Short exercise:
Can you write out the rows word for word, from the line containing "column. Write the coordinates, one line per instance." up to and including the last line of the rows?

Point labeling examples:
## Begin

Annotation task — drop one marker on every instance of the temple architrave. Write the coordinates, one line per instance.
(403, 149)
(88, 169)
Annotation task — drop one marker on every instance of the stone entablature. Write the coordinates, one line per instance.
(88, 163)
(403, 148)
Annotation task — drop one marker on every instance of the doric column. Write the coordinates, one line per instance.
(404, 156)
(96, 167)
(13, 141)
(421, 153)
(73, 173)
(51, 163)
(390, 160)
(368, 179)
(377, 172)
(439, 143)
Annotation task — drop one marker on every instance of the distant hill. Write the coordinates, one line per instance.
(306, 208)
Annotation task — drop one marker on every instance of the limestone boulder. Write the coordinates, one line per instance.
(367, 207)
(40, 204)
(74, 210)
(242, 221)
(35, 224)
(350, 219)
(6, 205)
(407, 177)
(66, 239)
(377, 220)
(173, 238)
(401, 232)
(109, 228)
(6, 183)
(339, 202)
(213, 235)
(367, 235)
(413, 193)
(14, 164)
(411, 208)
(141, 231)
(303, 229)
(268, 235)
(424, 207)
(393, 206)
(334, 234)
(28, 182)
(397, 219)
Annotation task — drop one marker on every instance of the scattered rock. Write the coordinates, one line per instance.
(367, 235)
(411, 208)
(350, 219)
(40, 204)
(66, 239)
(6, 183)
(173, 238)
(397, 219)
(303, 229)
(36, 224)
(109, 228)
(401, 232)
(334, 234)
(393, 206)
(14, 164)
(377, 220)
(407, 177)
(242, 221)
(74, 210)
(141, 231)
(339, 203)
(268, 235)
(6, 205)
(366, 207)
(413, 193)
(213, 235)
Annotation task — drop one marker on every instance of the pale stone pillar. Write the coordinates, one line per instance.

## End

Result of this task:
Annotation task — drop one marker on every instance of the doric column. Write the coordinates, one line per instance.
(404, 156)
(96, 167)
(13, 141)
(421, 153)
(73, 173)
(51, 163)
(390, 160)
(368, 179)
(377, 172)
(439, 143)
Annotation task — drop one marker on every instance of the distant hill. Write the coordinates, one line per instance.
(306, 208)
Annotation task — drop one marker on every instance of the limestone boulder. Write the coordinates, one line per instance.
(367, 207)
(40, 204)
(74, 210)
(242, 221)
(35, 224)
(350, 219)
(6, 205)
(407, 177)
(66, 239)
(377, 220)
(173, 238)
(401, 232)
(109, 228)
(6, 183)
(339, 202)
(213, 235)
(367, 235)
(413, 193)
(14, 164)
(411, 208)
(141, 231)
(303, 229)
(268, 235)
(424, 207)
(393, 206)
(334, 234)
(28, 182)
(397, 219)
Annotation task — drop one marker on every instance of the scattered rock. Write the coordinates, one line per instance.
(367, 235)
(411, 208)
(350, 219)
(40, 204)
(66, 239)
(6, 183)
(173, 238)
(397, 219)
(303, 229)
(36, 224)
(109, 228)
(401, 232)
(334, 234)
(393, 206)
(14, 164)
(377, 220)
(407, 177)
(242, 221)
(74, 210)
(141, 231)
(339, 203)
(268, 235)
(6, 205)
(366, 207)
(413, 193)
(213, 235)
Annotation task — drop one marker on every instance of the pale stone pillar. Write the coordinates, one line per instance.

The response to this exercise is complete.